## [Work required]
Rewrite every line of the material below as a numbered list, skipping any blank lines.

Input material start

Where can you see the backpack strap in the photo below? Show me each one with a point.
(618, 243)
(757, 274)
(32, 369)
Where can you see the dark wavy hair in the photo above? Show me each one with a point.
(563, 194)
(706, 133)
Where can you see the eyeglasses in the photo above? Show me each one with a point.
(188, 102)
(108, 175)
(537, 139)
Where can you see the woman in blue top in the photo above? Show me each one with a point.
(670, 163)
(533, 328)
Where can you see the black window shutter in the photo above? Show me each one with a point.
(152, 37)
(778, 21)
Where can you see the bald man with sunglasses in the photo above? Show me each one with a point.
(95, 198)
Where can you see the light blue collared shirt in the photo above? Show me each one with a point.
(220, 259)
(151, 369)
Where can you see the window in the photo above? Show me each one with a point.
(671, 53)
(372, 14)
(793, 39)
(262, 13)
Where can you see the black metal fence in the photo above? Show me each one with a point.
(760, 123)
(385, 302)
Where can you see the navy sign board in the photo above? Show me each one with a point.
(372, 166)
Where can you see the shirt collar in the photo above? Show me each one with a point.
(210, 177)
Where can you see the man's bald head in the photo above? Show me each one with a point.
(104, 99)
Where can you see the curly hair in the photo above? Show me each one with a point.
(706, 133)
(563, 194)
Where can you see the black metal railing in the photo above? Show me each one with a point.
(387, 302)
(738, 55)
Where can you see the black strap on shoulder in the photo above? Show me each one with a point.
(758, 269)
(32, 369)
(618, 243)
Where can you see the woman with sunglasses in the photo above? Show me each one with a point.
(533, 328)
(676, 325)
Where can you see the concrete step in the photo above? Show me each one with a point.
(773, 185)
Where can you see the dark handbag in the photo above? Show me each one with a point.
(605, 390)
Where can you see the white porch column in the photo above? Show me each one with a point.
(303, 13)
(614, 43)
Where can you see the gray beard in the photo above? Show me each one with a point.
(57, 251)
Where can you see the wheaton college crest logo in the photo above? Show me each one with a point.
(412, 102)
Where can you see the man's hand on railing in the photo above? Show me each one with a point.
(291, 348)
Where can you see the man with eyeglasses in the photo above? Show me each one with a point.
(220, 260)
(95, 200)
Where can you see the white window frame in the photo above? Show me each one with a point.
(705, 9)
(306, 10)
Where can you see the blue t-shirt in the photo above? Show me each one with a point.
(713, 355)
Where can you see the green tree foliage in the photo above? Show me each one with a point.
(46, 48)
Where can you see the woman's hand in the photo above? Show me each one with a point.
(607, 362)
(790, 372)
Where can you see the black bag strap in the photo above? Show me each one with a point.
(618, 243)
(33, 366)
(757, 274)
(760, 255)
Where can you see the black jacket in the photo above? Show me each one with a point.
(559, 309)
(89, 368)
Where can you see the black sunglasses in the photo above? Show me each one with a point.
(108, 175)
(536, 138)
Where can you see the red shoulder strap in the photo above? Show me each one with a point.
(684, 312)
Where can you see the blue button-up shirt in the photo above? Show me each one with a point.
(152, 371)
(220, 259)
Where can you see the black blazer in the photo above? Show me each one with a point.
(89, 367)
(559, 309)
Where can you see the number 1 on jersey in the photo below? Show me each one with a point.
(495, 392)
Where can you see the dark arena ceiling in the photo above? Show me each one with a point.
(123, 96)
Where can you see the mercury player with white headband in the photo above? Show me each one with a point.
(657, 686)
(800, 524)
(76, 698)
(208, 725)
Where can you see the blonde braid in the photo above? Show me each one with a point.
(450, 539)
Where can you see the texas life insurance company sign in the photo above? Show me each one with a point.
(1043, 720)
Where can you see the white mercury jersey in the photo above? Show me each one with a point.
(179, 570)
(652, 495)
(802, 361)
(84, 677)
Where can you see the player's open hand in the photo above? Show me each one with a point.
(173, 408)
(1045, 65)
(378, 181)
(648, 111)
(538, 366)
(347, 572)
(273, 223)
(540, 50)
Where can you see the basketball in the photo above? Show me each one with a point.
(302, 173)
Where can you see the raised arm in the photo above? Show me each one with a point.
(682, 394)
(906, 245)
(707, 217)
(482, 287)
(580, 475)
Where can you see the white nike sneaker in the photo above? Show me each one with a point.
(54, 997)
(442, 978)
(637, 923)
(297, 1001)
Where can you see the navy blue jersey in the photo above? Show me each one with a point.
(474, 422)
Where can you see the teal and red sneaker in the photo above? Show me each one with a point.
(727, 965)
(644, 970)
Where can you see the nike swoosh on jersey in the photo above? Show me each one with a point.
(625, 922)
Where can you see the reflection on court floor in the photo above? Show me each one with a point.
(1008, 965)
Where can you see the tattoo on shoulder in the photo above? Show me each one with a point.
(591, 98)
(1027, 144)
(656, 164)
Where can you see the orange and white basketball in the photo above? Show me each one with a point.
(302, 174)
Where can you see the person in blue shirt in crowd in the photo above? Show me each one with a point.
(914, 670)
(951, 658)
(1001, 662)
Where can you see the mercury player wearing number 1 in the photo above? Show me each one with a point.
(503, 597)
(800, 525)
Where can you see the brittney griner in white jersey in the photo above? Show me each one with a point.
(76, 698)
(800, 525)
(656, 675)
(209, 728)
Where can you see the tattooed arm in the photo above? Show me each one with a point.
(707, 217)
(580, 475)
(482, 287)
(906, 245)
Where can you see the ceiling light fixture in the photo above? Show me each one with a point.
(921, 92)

Input material end

## [Task solution]
1. Where can you see the backpack strap in the photo below? Show me each one with a point.
2. (618, 243)
3. (757, 274)
4. (32, 369)
5. Where can you see the dark wavy hair in the photo above? Show me each one with a point.
6. (563, 194)
7. (706, 133)
8. Where can you see the eyeglasses in the photo above? Show me each one with a point.
9. (188, 102)
10. (108, 175)
11. (537, 139)
12. Where can you see the woman in blue top in the photo above? Show me each one with a point.
13. (670, 163)
14. (533, 328)
15. Where can you see the black window shutter in the photo above? Show me each one with a point.
16. (152, 37)
17. (778, 21)
18. Where can you see the bald man with sunglasses in the photo above? Show me each one with a point.
19. (95, 198)
20. Where can you see the light blue collared shirt in the photo above? Show me each one with a point.
21. (220, 259)
22. (151, 369)
23. Where can you see the window in the photo above? Show me each one with a point.
24. (671, 53)
25. (372, 14)
26. (793, 39)
27. (262, 13)
28. Where can you see the black metal fence in the photo above? Show me each one with a point.
29. (760, 123)
30. (385, 302)
31. Where can you see the navy sign board in the photo above? Show me each one with a point.
32. (372, 166)
33. Where can you see the shirt collar in the photo above? Show me each one with a point.
34. (210, 177)
35. Where can you see the man's bald head in the photo above? Show me each one with a point.
36. (104, 99)
37. Where can you see the curly hair in the photo above? Show me each one with a point.
38. (706, 133)
39. (563, 194)
40. Where can you see the black metal railing in the photo above? Show me each one with a point.
41. (387, 302)
42. (738, 55)
43. Where can you see the black strap on shoulder in the photo above? Show me each one with a point.
44. (758, 269)
45. (32, 369)
46. (618, 243)
47. Where can you see the woman with sunglasses in the photo above? Show me each one with a point.
48. (533, 328)
49. (676, 325)
50. Where can you see the concrete step in the photo above? Show me each one with a point.
51. (773, 185)
52. Where can you see the dark handbag in the photo above? Show me each one with a point.
53. (605, 390)
54. Where can you see the white porch column in the photo above? Show me each one with a point.
55. (303, 13)
56. (614, 43)
57. Where can you see the gray beard in the photo above? Show me each one with a point.
58. (57, 251)
59. Where can you see the wheaton college crest logo in the photo above? Show me each one with a point.
60. (412, 102)
61. Where can you see the man's hand on railing in the photo above? Show me each one with a point.
62. (291, 348)
63. Where can you see the man with eyeglasses in the photo above? Show me each one with a point.
64. (220, 260)
65. (95, 200)
66. Where can you see the white window frame in the photo above? Show me each one with a point.
67. (705, 9)
68. (306, 10)
69. Where can you see the blue t-shirt in the photo above? Show me each one with a point.
70. (713, 355)
71. Where can you see the green tree foliage in the photo above? Show me each one with a point.
72. (46, 48)
73. Where can you see the woman's hand in the photo above? Show me each one with a point.
74. (607, 362)
75. (790, 372)
76. Where can you see the black bag strap in the photo above? Show me each one with a point.
77. (618, 243)
78. (33, 366)
79. (757, 274)
80. (760, 255)
81. Where can you see the black jacket in the photo above? Show me each one with a point.
82. (559, 309)
83. (89, 368)
84. Where can you see the black sunglasses in the photo above? Show me each one with a point.
85. (108, 175)
86. (536, 138)
87. Where can you see the red shoulder strap in the photo above? Show me each one with a point.
88. (684, 312)
89. Where can you see the blue button-up shirt in the photo above? Show me each one with a point.
90. (152, 371)
91. (220, 259)
92. Where can you see the black blazer in the photo above? Show me each one with a point.
93. (89, 367)
94. (559, 309)
95. Where can you see the number 1 on jersey in the photo below? Show me each one with a point.
96. (495, 392)
97. Where can you see the dark arena ceiling in the photo above? Show me each one with a point.
98. (123, 96)
99. Where can you see the mercury player with white headband in the photo above? Show me each one with a point.
100. (657, 686)
101. (800, 524)
102. (76, 698)
103. (208, 725)
104. Where can you see the blonde braid in the photo above? Show me each one with a point.
105. (450, 539)
106. Where can you see the texas life insurance company sign in the photo above? Show me each one with a point.
107. (1043, 720)
108. Where can you see the white mercury jersey in the photo above? Show me each one with a point.
109. (179, 570)
110. (652, 495)
111. (802, 361)
112. (84, 677)
113. Where can you see the player's open hand in the photo above? Show me each one with a point.
114. (173, 408)
115. (1045, 65)
116. (378, 181)
117. (648, 111)
118. (538, 366)
119. (347, 572)
120. (273, 223)
121. (540, 50)
122. Where can you see the basketball in the photo above? Show me each one with a point.
123. (302, 173)
124. Where can you see the raised arm in the photo above? Show me each one with a point.
125. (682, 394)
126. (906, 245)
127. (707, 217)
128. (482, 287)
129. (580, 475)
130. Where can you see the white nike sneaker in the photo above? Show me each one with a point.
131. (54, 997)
132. (442, 978)
133. (637, 923)
134. (297, 1001)
135. Where can you see the navy blue jersey in the photo above? Show me each one with a point.
136. (474, 422)
137. Where can you see the teal and red sneaker in the photo above? Show me each one with a point.
138. (727, 965)
139. (644, 970)
140. Where can you see the nike swoosh on jersey in the photo above? Show me each one with a point.
141. (625, 922)
142. Where can you see the reflection on court floor in the photo above? Show me each one with a point.
143. (1008, 965)
144. Where can you see the tattoo on shoulder in the photo above? Show me each one with a point.
145. (591, 98)
146. (1027, 144)
147. (656, 164)
148. Where can you see the orange and white basketball in the photo above? Show me each one with a point.
149. (302, 174)
150. Where can you see the person in blue shirt in crowd in the photo above? Show me each one with a point.
151. (914, 670)
152. (951, 658)
153. (1001, 662)
154. Where can you see the mercury player wearing number 1 in the photo above? Show me each one with a point.
155. (503, 597)
156. (800, 525)
157. Where can you see the brittney griner in white jersey in the photo above? Show me each one with a point.
158. (76, 698)
159. (800, 525)
160. (656, 675)
161. (209, 728)
162. Where can you see the tattooed arm in the photo above? Show me each one with a point.
163. (707, 217)
164. (580, 475)
165. (482, 287)
166. (906, 245)
167. Where can you see the ceiling light fixture in the photo above? Show me each one with a point.
168. (921, 92)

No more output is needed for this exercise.